[Written task]:
Copy the lines without any changes, starting with the line that contains "Where can the yellow" and ending with the line that contains "Target: yellow painted curb", both included.

[Dataset]:
....................

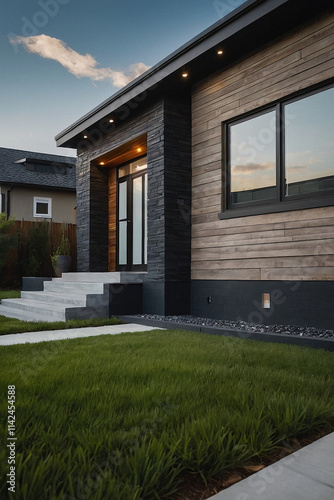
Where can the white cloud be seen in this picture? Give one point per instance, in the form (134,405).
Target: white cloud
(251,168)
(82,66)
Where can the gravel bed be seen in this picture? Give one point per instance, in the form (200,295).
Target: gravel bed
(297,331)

....................

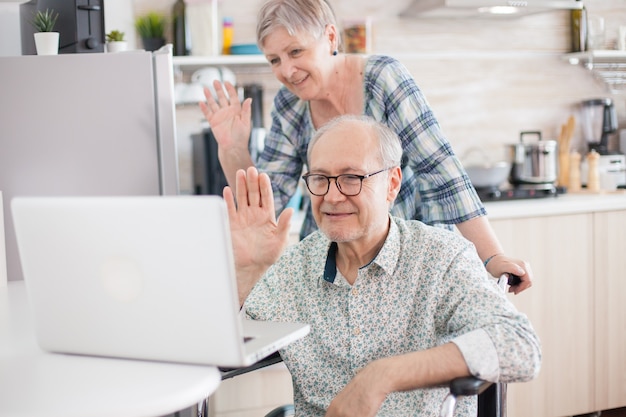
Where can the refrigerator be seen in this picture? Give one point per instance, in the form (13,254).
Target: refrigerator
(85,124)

....................

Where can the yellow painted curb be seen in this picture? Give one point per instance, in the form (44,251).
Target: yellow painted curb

....................

[Exercise solution]:
Where can the yellow painted curb be seen in this picture? Give one point per instance, in the form (44,251).
Target: yellow painted curb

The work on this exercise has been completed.